→ **GIVEN DATA**:
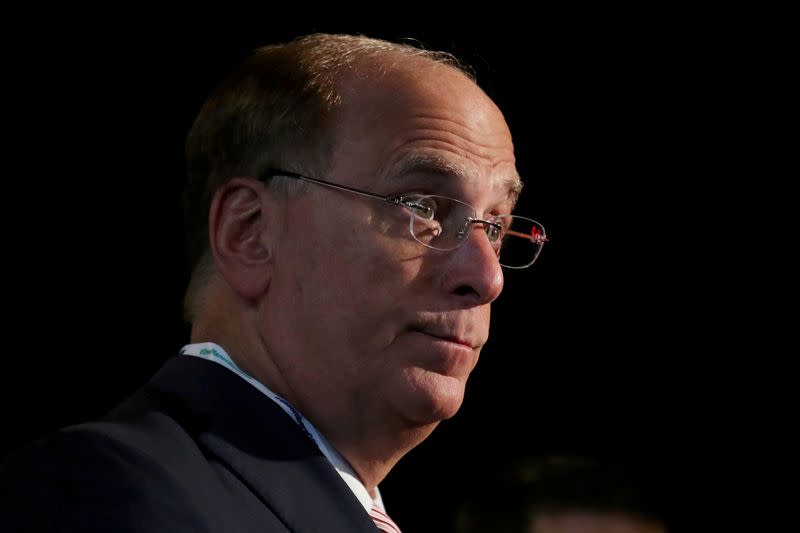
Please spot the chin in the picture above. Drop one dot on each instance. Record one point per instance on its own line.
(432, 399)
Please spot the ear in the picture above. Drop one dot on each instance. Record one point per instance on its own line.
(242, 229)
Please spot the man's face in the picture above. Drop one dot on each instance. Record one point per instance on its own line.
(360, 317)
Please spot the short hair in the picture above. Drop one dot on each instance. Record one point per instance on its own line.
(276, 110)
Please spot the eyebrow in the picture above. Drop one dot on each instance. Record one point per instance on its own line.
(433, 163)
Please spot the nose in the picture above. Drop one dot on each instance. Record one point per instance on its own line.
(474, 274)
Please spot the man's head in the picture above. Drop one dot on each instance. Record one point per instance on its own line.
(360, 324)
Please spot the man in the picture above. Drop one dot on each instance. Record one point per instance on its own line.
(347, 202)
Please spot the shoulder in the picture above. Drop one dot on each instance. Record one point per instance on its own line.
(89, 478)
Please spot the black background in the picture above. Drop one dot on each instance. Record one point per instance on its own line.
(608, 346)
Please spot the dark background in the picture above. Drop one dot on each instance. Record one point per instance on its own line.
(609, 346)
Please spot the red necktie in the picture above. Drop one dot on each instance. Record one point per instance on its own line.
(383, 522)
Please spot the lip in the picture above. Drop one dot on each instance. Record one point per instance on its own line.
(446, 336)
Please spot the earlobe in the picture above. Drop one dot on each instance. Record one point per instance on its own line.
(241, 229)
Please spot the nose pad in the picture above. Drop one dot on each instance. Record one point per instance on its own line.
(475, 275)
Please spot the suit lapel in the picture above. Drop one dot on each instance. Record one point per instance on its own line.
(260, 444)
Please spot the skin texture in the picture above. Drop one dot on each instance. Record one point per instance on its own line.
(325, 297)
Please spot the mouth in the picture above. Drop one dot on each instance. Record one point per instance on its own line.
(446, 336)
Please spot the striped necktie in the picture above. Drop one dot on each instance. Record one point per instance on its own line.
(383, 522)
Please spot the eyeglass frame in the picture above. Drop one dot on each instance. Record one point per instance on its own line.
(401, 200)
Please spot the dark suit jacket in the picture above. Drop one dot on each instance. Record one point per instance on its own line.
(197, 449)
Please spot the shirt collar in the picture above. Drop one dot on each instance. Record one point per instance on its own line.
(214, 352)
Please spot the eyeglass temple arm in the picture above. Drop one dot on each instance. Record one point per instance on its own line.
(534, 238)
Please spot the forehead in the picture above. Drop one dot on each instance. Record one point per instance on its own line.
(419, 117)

* * *

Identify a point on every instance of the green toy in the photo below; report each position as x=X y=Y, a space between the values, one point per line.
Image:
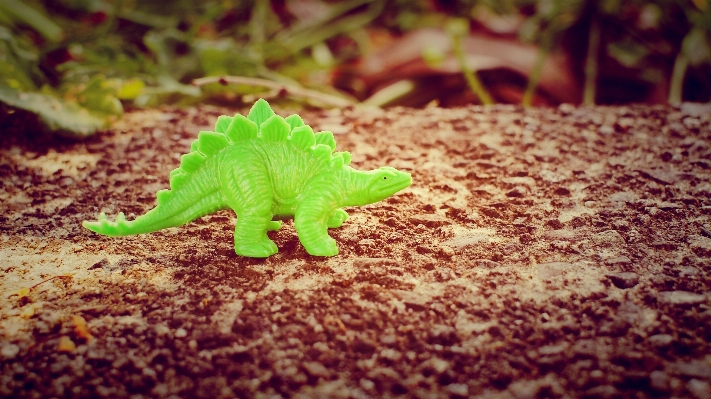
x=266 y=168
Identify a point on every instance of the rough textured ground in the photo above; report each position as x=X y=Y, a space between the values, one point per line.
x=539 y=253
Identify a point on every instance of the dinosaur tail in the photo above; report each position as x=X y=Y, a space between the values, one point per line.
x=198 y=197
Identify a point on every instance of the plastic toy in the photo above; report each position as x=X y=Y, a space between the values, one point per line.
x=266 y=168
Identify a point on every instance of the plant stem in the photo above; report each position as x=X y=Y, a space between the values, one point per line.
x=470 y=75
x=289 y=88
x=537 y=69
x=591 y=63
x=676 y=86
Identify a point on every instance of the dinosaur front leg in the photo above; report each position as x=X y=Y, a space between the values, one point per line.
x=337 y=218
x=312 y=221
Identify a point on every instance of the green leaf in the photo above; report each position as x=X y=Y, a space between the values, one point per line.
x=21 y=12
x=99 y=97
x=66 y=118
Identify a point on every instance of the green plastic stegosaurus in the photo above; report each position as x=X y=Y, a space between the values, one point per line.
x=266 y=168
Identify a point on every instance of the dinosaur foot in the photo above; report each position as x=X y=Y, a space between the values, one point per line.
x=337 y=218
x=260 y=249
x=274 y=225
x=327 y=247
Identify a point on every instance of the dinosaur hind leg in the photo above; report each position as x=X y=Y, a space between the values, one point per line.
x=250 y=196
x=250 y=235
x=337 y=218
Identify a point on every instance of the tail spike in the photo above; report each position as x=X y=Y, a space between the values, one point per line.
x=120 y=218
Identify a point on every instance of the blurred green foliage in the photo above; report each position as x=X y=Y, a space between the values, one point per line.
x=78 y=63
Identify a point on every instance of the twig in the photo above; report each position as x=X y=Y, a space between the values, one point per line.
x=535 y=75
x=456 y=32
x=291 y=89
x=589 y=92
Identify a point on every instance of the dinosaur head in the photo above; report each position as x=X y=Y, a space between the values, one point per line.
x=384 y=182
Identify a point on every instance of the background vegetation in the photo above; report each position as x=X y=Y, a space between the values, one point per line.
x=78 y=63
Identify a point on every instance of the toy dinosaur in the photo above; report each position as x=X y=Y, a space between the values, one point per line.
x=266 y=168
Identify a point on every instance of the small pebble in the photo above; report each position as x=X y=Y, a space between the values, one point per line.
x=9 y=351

→ **YOUR INSTRUCTIONS**:
Gather every line in the data above that contains the string "suit" and copy each one. Matches must agree in case.

→ **WRITTEN RESPONSE**:
Please spot the suit lapel in the picture above. Drop one dot on each instance. Record one point per instance on its own line.
Please spot the dark suit jacket in the picture above. Drop one dot on each instance. Record one point per instance on its own line.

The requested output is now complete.